*** Reading passage ***

Data is something I can use to improve my business, my decisions, my lifestyle…
All in all, data is here to be measured.
Measures are numbers.
Data is numbers.
Wrong.
…but somehow many people think like this. Even though 80% of all data we generate is unstructured (not sure if the number is correct, but it looks better than “much”), we are still focused on analyzing and measuring numbers. And there is nothing wrong with it. However, there’s a whole new universe of data waiting for us to uncover the value in it. Unstructured data.
IS UNSTRUCTURED DATA ANALYTICS REAL?
For many people, unstructured data analytics is about face recognition, sentiment analysis of customers and followers, conversational analytics, or something else that sounds too far away from their daily schedule that they don’t even believe it can be a reality. They just read about it on the way to work and once they arrive, they open the e-mail and spreadsheets. What they don’t realize often is that every single e-mail they send to their colleagues or any note they enter in the spreadsheet is unstructured data.
Let me compare unstructured data to numbers and mathematics – your forecasts can be calculated by using tons of historical data, manual inputs, and neural networks above it. However, it’s not the only option. You can assume the data for next year will be the same as this one. Or you can calculate a moving average as a forecast, or use regression, time series analysis, and many more approaches. It’s not binary – you either use AI or nothing. It’s more like 50 shades of gray.
Unstructured data analytics isn't binary - you either use AI or nothing. It's more like 50 shades of gray.
With unstructured data, it’s the same. All these cool stuff like sentiment or conversational analytics are interesting but you don’t need to start with it when utilizing your unstructured data. So, what can you start with?
- Look for the word “password:” in your developers’ text files 😊
- Analyze the content of “note” type fields in databases and spreadsheets – search for specific customers, employees, account numbers…
- Search through many scripts in text files for a specific variable, field, or word
- Find all spreadsheets where a specific customer is mentioned, even if it’s in notes
- Isn’t there already documentation you’re working on?
- Isn’t there any personal or sensitive data in an e-mail sent outside your company?

*** Available data ***

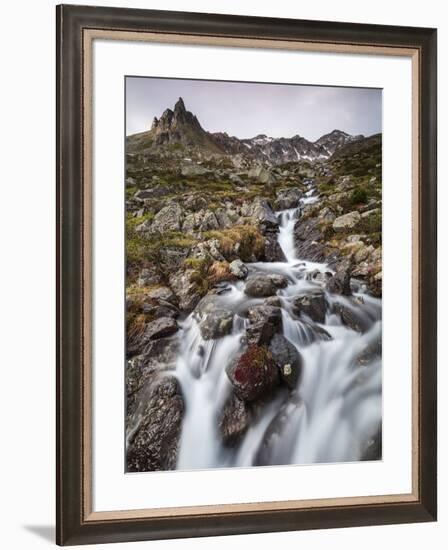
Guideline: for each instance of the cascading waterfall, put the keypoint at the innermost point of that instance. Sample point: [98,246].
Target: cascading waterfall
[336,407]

***

**Instructions for the task:** Carry on the piece about unstructured data analytics from the point where it stops.

**Right answer:**
- How many e-mails are sent inside your organization? How many words do they contain? Wouldn’t it be more efficient to organize a meeting about a specific topic (long e-mails) or implement a tool for internal chats (if many short e-mails are sent)?
THE PROCESS OF ANALYZING UNSTRUCTURED DATA
Interested? The next question is how to do it 😊. Naturally, in Qlik you have more options and it’s only up to you which one is the best fit for you and your use case. In general, there are 4 different steps of the process (in the end, unstructured data is still data):
STEP 1: LOAD THE DATA INTO QLIK
If you want to analyze the data, you need to have it collected somewhere. Qlik data model can be a good place.
- If the text is in a table column or on a webpage you can use Qlik native connectors
- For text files or scans you may find Mole Unstructured Data Connector useful
- You can also do this part outside of Qlik Sense and load results in your app
STEP 2: PREPARE THE DATA IN A QLIK SCRIPT
Parse data, normalize words, skip the punctuation, ignore short words if they aren’t relevant. All this can be done before analysis itself to have the most accurate results in the shortest time.
- Sometimes the simplest solution is the right one – Qlik native functions in the script
- For more advanced operations you can implement the SSE (Server Side Extension) called from the script
- You can also do this part outside of Qlik Sense and load results in your app
STEP 3: ANALYZE THE DATA IN A QLIK SCRIPT/SSE
And now there is the 3rd step. Analyze the data.
- Simple analytics can be done directly in Qlik Sense. Don’t you believe it? Wait for my next blog!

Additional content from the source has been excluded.